» **What this task involves**
All of the data must be returned word for word.

Records for the task: Begin

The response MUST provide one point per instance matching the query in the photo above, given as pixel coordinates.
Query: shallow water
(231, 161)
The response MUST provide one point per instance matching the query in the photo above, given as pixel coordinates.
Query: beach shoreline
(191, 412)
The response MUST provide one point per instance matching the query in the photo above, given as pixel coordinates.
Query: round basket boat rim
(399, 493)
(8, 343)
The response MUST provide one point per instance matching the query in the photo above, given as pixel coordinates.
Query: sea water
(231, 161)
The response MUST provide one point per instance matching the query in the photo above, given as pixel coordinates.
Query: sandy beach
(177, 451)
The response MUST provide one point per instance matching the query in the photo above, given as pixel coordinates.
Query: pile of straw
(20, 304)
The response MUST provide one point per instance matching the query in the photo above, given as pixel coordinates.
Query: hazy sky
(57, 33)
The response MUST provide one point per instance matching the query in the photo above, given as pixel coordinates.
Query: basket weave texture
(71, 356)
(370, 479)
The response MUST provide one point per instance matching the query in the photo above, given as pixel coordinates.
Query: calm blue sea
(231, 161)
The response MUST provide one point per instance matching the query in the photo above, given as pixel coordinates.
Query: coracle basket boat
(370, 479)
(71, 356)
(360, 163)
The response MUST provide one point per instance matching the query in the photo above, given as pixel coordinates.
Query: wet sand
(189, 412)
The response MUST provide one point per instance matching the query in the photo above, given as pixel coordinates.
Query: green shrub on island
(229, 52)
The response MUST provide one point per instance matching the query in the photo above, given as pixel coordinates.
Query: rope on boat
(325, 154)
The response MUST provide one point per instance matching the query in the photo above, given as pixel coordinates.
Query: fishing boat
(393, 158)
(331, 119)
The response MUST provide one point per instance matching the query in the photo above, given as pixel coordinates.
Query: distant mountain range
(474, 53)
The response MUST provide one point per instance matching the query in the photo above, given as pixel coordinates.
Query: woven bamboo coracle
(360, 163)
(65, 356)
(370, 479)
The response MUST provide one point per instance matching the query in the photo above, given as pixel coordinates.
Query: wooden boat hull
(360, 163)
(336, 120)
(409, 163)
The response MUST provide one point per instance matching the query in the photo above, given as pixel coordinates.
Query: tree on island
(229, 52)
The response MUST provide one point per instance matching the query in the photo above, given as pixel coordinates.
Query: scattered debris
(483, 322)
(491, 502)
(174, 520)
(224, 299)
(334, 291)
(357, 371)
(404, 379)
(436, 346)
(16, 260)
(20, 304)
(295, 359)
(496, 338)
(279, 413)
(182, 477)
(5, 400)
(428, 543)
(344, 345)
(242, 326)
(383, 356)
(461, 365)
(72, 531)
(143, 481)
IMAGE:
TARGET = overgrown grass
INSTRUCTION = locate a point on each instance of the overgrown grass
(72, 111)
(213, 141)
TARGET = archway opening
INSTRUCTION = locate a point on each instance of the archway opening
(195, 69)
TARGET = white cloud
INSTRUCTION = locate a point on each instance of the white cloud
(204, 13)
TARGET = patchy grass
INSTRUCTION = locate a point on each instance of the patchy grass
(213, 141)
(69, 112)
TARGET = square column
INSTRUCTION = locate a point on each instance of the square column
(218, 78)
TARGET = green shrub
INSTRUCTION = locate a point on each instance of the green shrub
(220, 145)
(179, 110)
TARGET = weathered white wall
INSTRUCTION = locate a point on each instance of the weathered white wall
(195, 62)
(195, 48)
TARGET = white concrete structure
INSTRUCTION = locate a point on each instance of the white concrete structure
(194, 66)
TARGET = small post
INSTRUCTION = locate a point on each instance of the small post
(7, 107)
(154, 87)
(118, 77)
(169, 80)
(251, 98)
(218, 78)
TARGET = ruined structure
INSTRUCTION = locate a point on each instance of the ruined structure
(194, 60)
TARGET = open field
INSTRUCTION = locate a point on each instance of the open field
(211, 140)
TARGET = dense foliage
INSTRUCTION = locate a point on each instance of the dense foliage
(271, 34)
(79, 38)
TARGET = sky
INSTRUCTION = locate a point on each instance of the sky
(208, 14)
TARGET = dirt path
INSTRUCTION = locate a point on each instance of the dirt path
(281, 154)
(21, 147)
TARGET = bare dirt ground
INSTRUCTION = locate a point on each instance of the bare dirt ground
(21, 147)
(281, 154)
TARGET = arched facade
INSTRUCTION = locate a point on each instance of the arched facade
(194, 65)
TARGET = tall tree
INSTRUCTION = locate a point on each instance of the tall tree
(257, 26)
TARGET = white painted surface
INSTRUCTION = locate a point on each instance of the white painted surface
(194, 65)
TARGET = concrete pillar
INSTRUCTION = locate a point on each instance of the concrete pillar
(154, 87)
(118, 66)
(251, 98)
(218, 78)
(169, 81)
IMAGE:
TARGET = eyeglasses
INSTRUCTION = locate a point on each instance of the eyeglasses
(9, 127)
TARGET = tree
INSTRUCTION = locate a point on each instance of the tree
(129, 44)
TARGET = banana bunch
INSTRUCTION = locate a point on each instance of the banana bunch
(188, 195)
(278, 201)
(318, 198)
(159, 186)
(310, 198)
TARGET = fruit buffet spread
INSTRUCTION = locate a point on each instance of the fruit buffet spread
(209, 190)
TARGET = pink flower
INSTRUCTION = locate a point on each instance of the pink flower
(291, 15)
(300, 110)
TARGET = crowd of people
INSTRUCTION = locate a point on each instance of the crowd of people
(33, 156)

Records for the task: End

» **Response to this task**
The response MUST provide one point per instance matching the query in the photo above, given as pixel coordinates.
Query: shallow water
(231, 161)
The response MUST provide one point per instance matching the query in the photo above, given as pixel coordinates.
Query: beach shoreline
(191, 412)
The response MUST provide one point per instance matching the query in the photo above, given as pixel coordinates.
Query: round basket boat rim
(399, 493)
(8, 343)
The response MUST provide one point per instance matching the query in the photo above, given as pixel coordinates.
Query: sea water
(231, 161)
The response MUST provide one point per instance matching the query in the photo above, given as pixel coordinates.
Query: sandy beach
(177, 451)
The response MUST provide one point per instance matching the query in the photo above, given as pixel coordinates.
Query: pile of straw
(20, 304)
The response MUST provide one point per instance matching the query in the photo above, given as pixel coordinates.
Query: hazy sky
(57, 33)
The response MUST provide one point per instance matching the query in the photo above, given as pixel coordinates.
Query: basket weave texture
(71, 356)
(370, 479)
The response MUST provide one point per instance matching the query in the photo above, given as pixel coordinates.
Query: calm blue sea
(231, 161)
The response MUST provide one point per instance matching the query in the photo above, given as pixel coordinates.
Query: coracle basket boat
(370, 479)
(71, 356)
(360, 163)
The response MUST provide one point per instance matching the query in the photo above, given as pixel coordinates.
Query: wet sand
(189, 412)
The response MUST provide one point per instance matching the query in the photo above, given as pixel coordinates.
Query: green shrub on island
(229, 52)
The response MUST provide one point per instance matching the query in the photo above, given as pixel coordinates.
Query: rope on boat
(325, 154)
The response MUST provide one point per instance matching the query in the photo above, given as pixel coordinates.
Query: fishing boat
(393, 158)
(331, 119)
The response MUST provide one point per instance matching the query in the photo above, given as pixel coordinates.
Query: distant mountain range
(474, 53)
The response MUST provide one point per instance matching the query in the photo above, given as pixel coordinates.
Query: woven bamboo coracle
(360, 163)
(65, 356)
(370, 479)
The response MUST provide one point per instance matching the query in the photo above, given as pixel coordinates.
Query: wooden boat hull
(360, 163)
(336, 120)
(409, 163)
The response MUST provide one point per instance matching the query in the photo above, given as pixel coordinates.
Query: tree on island
(229, 52)
The response MUST provide one point per instance matching the query in the photo above, given as pixel coordinates.
Query: scattered debris
(483, 322)
(491, 502)
(174, 520)
(224, 299)
(334, 291)
(357, 371)
(404, 379)
(436, 346)
(16, 260)
(20, 304)
(295, 359)
(496, 338)
(279, 413)
(182, 477)
(5, 400)
(428, 543)
(344, 345)
(242, 326)
(383, 356)
(461, 365)
(72, 531)
(143, 481)
IMAGE:
TARGET = overgrown grass
INSTRUCTION = locate a point on each instance of the overgrown grass
(72, 111)
(213, 141)
TARGET = archway opening
INSTRUCTION = locate a point on each instance of the archway opening
(195, 69)
TARGET = white cloud
INSTRUCTION = locate a point on each instance of the white cloud
(204, 13)
TARGET = patchy grass
INSTRUCTION = locate a point on each instance of the patchy grass
(213, 141)
(69, 112)
TARGET = square column
INSTRUCTION = locate a point on each instance of the square column
(218, 78)
TARGET = green shrub
INSTRUCTION = locate a point on each instance of the green shrub
(220, 145)
(179, 110)
TARGET = weathered white wall
INSTRUCTION = locate a point on each instance of the weathered white wall
(195, 62)
(195, 48)
TARGET = white concrete structure
INSTRUCTION = locate a point on each instance of the white concrete structure
(194, 66)
TARGET = small post
INSTRUCTION = locate a point on each instance of the small post
(7, 107)
(154, 87)
(118, 77)
(169, 80)
(251, 98)
(218, 78)
TARGET = ruined structure
INSTRUCTION = locate a point on each instance of the ruined structure
(194, 60)
TARGET = open field
INSTRUCTION = locate a point on each instance of the open field
(211, 140)
TARGET = dense foliage
INSTRUCTION = locate a point on each instance of the dense foliage
(271, 34)
(79, 38)
TARGET = sky
INSTRUCTION = locate a point on each instance of the sky
(208, 14)
TARGET = dirt path
INSTRUCTION = locate a point on each instance of the dirt path
(281, 154)
(21, 147)
TARGET = bare dirt ground
INSTRUCTION = locate a point on each instance of the bare dirt ground
(21, 147)
(281, 154)
TARGET = arched facade
INSTRUCTION = locate a point on each instance of the arched facade
(194, 65)
TARGET = tall tree
INSTRUCTION = locate a point on each instance of the tall tree
(257, 26)
TARGET = white painted surface
INSTRUCTION = locate a point on each instance of the white painted surface
(194, 65)
TARGET = concrete pillar
INSTRUCTION = locate a point on each instance of the concrete pillar
(154, 87)
(118, 66)
(251, 98)
(218, 78)
(169, 81)
IMAGE:
TARGET = eyeglasses
INSTRUCTION = locate a point on each instance of the eyeglasses
(9, 127)
TARGET = tree
INSTRUCTION = locate a point on each instance of the tree
(129, 44)
TARGET = banana bunch
INSTRUCTION = locate a point on each instance of the banana bunch
(188, 195)
(278, 201)
(318, 198)
(159, 186)
(310, 198)
TARGET = fruit buffet spread
INSTRUCTION = locate a point on each instance of the fruit buffet spread
(209, 190)
TARGET = pink flower
INSTRUCTION = locate a point on each instance of the pink flower
(291, 15)
(300, 110)
TARGET = crowd of people
INSTRUCTION = locate a point on each instance of the crowd of people
(33, 156)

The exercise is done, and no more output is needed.